### READING PASSAGE
══════════════════════════════

It's June. My book bonanza from last Christmas is but a distant memory. My July birthday book bonanza is still 26 days away (not that I'm counting ... those three hours extra). My reading pile now consists of long-ago bought books and remnants from Yard Sales and my own Christmas Book Bag trips around to various clients. Up to the top of that pile floated Lou Jane Temple's Revenge of the Barbeque Queens. A cookbook wrapped inside a mystery!
Now, I'll be honest, I can't remember whether it was bought from a favourable review or survived trying to be given away at Christmas. But I do know I loved the focus character's name and I often read books, just because I liked what the author's have named their main character or characters. (Please see Skua September and Ethan Fortune in Alan Dean Foster's Icerigger series). Temple does herself a favour. How could you resist a mystery involving Heaven Lee?
No, Heaven Lee is not her birth name. That's Katy O'Malley. But between getting married a few too many times, becoming a lawyer and then a restauranteur, little Katy did a two-week try at swinging around a pole. She liked the stage name so much, she kept it. It fits the flame-haired (dyed) firecracker to a 'T.'
Revenge is the second of the Lee books, written in the mid-90's. It also happens to be Temple's second book. I mention this because there is much to like about the book. And some things that show a beginning writer just learning the craft. I took the occasion to head off to the Amazon site to see where the series stood, before writing this review. Turns out, I'm ten years behind and there are at least eight culinary-inclined, Lee-starring books out there. And the reviews of this book are almost as interesting as the novel itself.

══════════════════════════════

### RAW DATA
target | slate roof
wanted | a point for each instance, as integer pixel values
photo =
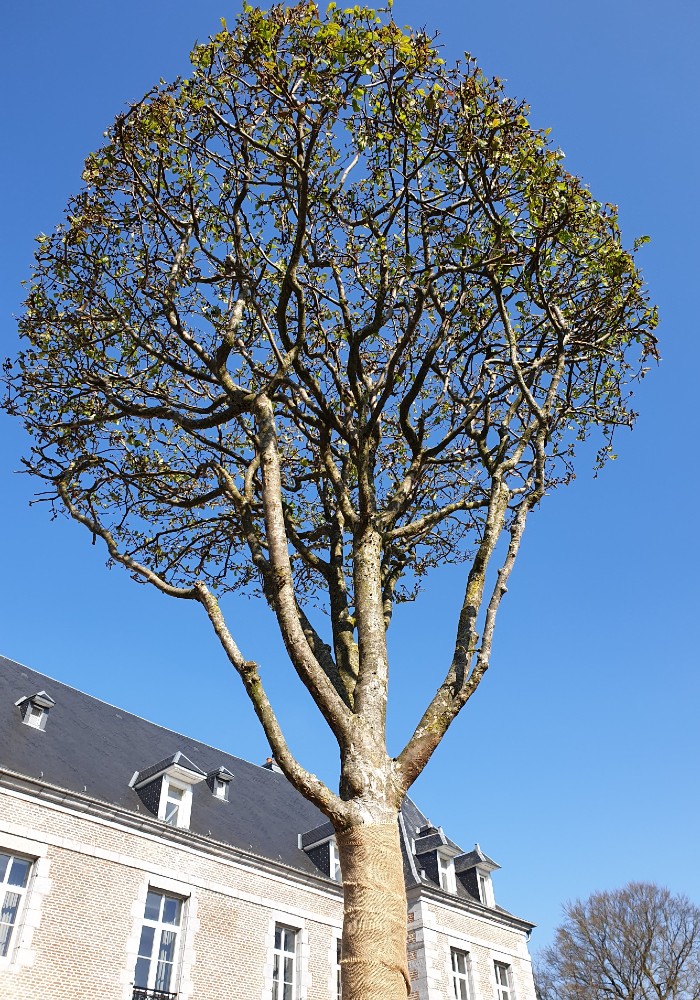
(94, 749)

══════════════════════════════

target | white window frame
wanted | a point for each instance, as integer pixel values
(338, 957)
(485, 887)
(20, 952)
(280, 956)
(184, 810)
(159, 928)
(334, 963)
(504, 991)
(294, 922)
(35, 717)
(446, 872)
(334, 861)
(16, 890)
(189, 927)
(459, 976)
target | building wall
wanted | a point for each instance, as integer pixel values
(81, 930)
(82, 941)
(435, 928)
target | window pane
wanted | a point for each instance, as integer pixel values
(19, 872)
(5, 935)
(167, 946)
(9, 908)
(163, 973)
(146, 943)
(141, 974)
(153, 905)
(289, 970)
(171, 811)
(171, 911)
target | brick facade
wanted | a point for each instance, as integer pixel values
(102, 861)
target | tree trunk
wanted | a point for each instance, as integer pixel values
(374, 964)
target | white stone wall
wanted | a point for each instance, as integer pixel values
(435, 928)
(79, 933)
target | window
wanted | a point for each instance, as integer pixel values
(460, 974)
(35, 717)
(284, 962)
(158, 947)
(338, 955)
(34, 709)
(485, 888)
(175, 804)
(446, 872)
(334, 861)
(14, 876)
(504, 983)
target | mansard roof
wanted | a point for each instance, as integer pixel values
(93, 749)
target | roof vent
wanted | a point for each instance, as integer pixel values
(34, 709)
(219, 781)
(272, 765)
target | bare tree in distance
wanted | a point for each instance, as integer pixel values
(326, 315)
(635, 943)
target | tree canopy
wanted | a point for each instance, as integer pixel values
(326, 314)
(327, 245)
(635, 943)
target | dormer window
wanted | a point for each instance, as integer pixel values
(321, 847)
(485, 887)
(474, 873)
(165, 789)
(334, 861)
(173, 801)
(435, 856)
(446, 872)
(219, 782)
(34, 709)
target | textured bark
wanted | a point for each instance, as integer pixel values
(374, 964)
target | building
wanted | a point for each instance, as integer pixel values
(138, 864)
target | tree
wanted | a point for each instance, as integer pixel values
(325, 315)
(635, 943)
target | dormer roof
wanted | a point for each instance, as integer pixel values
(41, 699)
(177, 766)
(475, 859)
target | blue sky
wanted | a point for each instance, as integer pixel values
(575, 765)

══════════════════════════════

### TASKS
- A) Answer these questions about the review of Revenge of the Barbeque Queens:
(i) What is Heaven Lee's birth name?
(ii) How many days away is the July birthday book bonanza?
(iii) Where does Revenge fall in the Lee series?
- B) Carry on the review of Revenge of the Barbeque Queens, starting after its final sentence.

### ANSWERS TO THE EXERCISE
- A)
(i) Katy O'Malley
(ii) 26 days
(iii) It is the second of the Lee books.

- B)
What was most striking about the reviews are a couple of the real nasty negative reviews. In each case, they pulverize Temple's writing, saying it's no improvement on the first book in the series!! Now, I will tell you, if I don't like book one of a series, I NEVER GET to book two!!! Whatever possessed these writers to read another Temple book after hating the first one, I'll never understand.
This book entertained me. I have no interest in barbeque. The eight or so recipes included were just so much gibberish to me. Don't eat the kind of meat that passes for sport in Southern parts (you know, the places that hate hockey). I found the culture around barbeque contests interesting. I liked Heaven's Scooby Gang. The tone was light and edged close enough to occasionally edgy to make reading it a page-turner. And I wouldn't REFUSE to book-pile another book in the series. But I'm not immediately going out to read the rest of the Heaven Lee books.
That judgement might be a bit harsh. I thought there were a lot of logic holes in Heaven's behaviour, especially given the fact she was a murder suspect herself in the previous book. Her lack of communications in the day of the cell phone is less understandable today than it might have been back in '96 when she wrote the book. But even then, not leaving word when walking into a trap, is a contrivance that stretches credulity. Not telling her cop friend of known conspiracies and her cop friend not telling her of hospital shenanigans served no good purpose, save to further the plot. Not logical at all.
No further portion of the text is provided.